▶ _Supplied data_:
___

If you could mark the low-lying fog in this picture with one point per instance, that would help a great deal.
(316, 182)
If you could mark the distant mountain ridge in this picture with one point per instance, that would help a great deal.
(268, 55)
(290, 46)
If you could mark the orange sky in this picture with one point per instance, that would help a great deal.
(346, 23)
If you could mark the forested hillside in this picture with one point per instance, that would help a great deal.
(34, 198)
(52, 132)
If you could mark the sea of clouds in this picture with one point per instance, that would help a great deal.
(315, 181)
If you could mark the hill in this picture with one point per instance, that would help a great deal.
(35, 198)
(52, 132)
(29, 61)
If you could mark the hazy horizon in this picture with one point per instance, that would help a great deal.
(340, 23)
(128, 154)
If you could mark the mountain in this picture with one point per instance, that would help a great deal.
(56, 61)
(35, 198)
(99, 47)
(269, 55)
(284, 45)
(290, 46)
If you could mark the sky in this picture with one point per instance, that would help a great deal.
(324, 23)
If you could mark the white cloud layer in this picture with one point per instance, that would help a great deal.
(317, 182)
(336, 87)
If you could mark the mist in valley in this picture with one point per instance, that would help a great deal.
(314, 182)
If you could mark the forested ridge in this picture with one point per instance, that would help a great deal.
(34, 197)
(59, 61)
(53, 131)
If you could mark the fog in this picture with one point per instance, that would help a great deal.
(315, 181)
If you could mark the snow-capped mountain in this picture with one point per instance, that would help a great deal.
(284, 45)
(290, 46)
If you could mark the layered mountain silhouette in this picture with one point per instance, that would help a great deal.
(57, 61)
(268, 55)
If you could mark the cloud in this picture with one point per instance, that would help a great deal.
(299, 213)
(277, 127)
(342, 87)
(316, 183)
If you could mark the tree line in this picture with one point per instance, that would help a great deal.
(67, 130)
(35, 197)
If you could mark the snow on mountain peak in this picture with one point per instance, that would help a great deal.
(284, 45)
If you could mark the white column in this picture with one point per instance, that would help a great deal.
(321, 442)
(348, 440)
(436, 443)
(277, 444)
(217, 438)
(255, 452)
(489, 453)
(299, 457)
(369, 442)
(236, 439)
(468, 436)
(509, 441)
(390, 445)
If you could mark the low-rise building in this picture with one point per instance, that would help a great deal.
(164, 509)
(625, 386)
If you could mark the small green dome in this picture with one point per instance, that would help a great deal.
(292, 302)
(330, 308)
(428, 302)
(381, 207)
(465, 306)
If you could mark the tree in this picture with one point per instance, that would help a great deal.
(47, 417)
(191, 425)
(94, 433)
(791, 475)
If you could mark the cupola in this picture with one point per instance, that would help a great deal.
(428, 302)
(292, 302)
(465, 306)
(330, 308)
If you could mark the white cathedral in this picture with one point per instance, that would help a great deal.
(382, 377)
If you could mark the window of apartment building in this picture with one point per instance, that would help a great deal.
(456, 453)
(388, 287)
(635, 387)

___

▶ _What to produce_:
Reproduce the records from the line containing "If you could mark the small" through the end of the records, replacing "cupola" with "turret" and leaving all else unchanged.

▶ _Result of the task_:
If you could mark the small green dome in this picture with one point per instance, that would help a great deal.
(292, 302)
(330, 308)
(428, 302)
(381, 207)
(465, 306)
If you could mark the tree in this picture with one point per instance, that would help a great deal.
(47, 417)
(191, 425)
(94, 433)
(791, 475)
If you could mark the turret in this picture with one point per instance, that would help a great deal.
(428, 302)
(292, 302)
(465, 306)
(330, 308)
If you could mark the white cathedral in this picture with one point per instance, that would help a great deal.
(382, 377)
If you could mark the window of apartment building in this picture with one point per instance, that would help a great deal.
(456, 453)
(388, 287)
(635, 387)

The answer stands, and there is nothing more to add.